Exercise prompt
Send back the entries below exactly as they appear.

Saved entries

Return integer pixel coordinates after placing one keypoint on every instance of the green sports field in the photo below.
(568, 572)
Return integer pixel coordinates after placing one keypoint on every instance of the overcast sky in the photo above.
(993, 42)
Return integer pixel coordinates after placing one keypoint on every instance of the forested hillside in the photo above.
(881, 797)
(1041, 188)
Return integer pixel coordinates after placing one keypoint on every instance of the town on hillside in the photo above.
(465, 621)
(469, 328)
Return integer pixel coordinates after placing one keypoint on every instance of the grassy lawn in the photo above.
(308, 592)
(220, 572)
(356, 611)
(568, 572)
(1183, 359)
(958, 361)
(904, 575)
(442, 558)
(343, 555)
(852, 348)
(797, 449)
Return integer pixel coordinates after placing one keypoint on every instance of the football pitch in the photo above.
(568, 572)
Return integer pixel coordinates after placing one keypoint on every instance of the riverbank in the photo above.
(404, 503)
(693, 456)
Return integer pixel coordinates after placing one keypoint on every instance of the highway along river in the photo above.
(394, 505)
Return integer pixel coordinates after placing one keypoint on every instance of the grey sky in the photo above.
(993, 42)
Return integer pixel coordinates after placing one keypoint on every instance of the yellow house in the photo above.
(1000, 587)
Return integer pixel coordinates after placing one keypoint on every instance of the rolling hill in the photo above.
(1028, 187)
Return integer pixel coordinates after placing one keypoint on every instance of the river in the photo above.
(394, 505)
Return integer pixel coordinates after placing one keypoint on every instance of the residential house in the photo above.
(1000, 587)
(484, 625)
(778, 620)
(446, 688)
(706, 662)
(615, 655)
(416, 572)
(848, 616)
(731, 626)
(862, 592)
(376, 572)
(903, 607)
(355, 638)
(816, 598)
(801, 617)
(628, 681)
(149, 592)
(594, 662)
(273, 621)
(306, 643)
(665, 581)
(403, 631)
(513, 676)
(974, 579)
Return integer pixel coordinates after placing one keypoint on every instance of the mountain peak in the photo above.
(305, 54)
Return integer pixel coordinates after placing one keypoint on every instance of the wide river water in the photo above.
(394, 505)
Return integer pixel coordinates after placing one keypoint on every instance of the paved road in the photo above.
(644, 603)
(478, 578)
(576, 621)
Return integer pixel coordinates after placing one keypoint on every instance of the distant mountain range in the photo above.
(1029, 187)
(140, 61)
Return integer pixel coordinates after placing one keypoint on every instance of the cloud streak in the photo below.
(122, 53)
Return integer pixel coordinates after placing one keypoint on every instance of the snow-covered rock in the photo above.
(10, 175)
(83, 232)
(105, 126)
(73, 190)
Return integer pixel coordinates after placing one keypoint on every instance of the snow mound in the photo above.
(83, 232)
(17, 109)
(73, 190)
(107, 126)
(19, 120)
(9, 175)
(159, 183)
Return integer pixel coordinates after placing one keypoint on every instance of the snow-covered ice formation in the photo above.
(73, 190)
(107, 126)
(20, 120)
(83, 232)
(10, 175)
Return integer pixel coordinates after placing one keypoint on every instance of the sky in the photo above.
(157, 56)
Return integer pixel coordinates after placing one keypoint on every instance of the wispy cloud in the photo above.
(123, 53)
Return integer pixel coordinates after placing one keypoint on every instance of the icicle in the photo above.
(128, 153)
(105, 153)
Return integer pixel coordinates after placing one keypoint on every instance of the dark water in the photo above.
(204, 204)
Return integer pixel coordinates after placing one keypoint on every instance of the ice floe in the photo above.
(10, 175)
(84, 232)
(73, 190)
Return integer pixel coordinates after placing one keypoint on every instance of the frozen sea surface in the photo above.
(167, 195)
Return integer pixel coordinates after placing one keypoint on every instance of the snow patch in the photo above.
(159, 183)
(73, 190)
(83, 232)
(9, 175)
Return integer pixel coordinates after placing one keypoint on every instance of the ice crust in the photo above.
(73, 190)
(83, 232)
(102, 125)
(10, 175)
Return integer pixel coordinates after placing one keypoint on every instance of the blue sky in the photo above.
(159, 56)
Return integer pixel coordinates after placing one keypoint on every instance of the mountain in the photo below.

Response for this exercise
Return integer pixel coordinates after placing one keypoint on every instance of the green sports field in the photo below.
(568, 572)
Return integer pixel coordinates after placing one keypoint on every instance of the overcast sky in the photo above.
(993, 42)
Return integer pixel coordinates after placing one keypoint on every instance of the forested hillside in the photo above.
(881, 797)
(1041, 188)
Return integer pixel coordinates after placing one keypoint on every instance of the town on hillside in the photo above.
(465, 621)
(469, 328)
Return integer pixel coordinates after placing one keypoint on every instance of the grassy lawn in the photo above.
(308, 592)
(220, 572)
(356, 611)
(568, 572)
(1183, 359)
(958, 361)
(904, 575)
(442, 558)
(343, 555)
(852, 348)
(797, 449)
Return integer pixel coordinates after placing one keypoint on every instance of the football pitch in the photo above.
(568, 572)
Return integer pixel coordinates after placing one keypoint on every instance of the riverbank in the photo above.
(404, 503)
(693, 456)
Return integer pixel coordinates after placing one keypoint on every instance of the highway along river in the photo above.
(394, 505)
Return integer pixel coordinates after placing one keypoint on every instance of the grey sky in the photo above.
(993, 42)
Return integer pixel coordinates after placing one keypoint on every instance of the yellow house in the photo above.
(1000, 587)
Return integer pixel coordinates after placing one keypoint on every instance of the rolling hill in the photo above.
(1028, 187)
Return integer pixel coordinates after placing one keypoint on every instance of the river in the photo above.
(394, 505)
Return integer pixel coordinates after placing one keypoint on every instance of the residential house in the photo above.
(1000, 587)
(484, 625)
(778, 620)
(446, 688)
(706, 662)
(615, 655)
(416, 572)
(848, 616)
(731, 626)
(862, 592)
(376, 572)
(903, 607)
(355, 638)
(816, 598)
(801, 617)
(628, 681)
(149, 592)
(594, 662)
(273, 621)
(306, 643)
(665, 581)
(403, 631)
(513, 676)
(974, 579)
Return integer pixel coordinates after placing one keypoint on every instance of the mountain peak in the photo above.
(305, 54)
Return integer pixel coordinates after placing one keypoint on every instance of the wide river water in the photo above.
(394, 505)
Return integer pixel coordinates after placing one keypoint on every instance of the paved road in the photo above.
(644, 603)
(478, 578)
(576, 621)
Return integer pixel coordinates after placing one keypoint on every instance of the distant mountain range in the photo above.
(1029, 187)
(140, 61)
Return integer pixel coordinates after placing one keypoint on every instance of the cloud streak in the photo below.
(122, 53)
Return integer pixel coordinates after placing one keypoint on every instance of the snow-covered rock in the photo above.
(10, 175)
(83, 232)
(105, 126)
(73, 190)
Return integer pixel coordinates after placing one keypoint on every instance of the snow mound in the photo above.
(83, 232)
(17, 109)
(73, 190)
(107, 126)
(19, 120)
(9, 175)
(159, 183)
Return integer pixel coordinates after placing one keypoint on every instance of the snow-covered ice formation in the photo above.
(73, 190)
(107, 126)
(20, 120)
(83, 232)
(10, 175)
Return integer pixel coordinates after placing one keypoint on every instance of the sky in the photo above.
(157, 56)
Return integer pixel coordinates after placing one keypoint on every instance of the wispy cloud in the photo above.
(123, 53)
Return integer pixel coordinates after placing one keypoint on every instance of the icicle in the photo above.
(128, 153)
(105, 153)
Return integer pixel coordinates after placing one keypoint on every instance of the dark water in the photo above.
(204, 204)
Return integer pixel coordinates after placing one keypoint on every instance of the ice floe in the photo above.
(10, 175)
(84, 232)
(73, 190)
Return integer pixel coordinates after placing one keypoint on every instance of the frozen sea surface in the photo above.
(167, 195)
Return integer pixel coordinates after placing one keypoint on every instance of the snow patch in the photo above.
(159, 183)
(73, 190)
(83, 232)
(9, 175)
Return integer pixel coordinates after placing one keypoint on every instance of the ice crust in the photo above.
(73, 190)
(83, 232)
(102, 125)
(10, 175)
Return integer pixel coordinates after placing one keypoint on every instance of the blue sky in the photo above.
(159, 56)
Return integer pixel coordinates after placing one keypoint on every instance of the mountain in the photo below.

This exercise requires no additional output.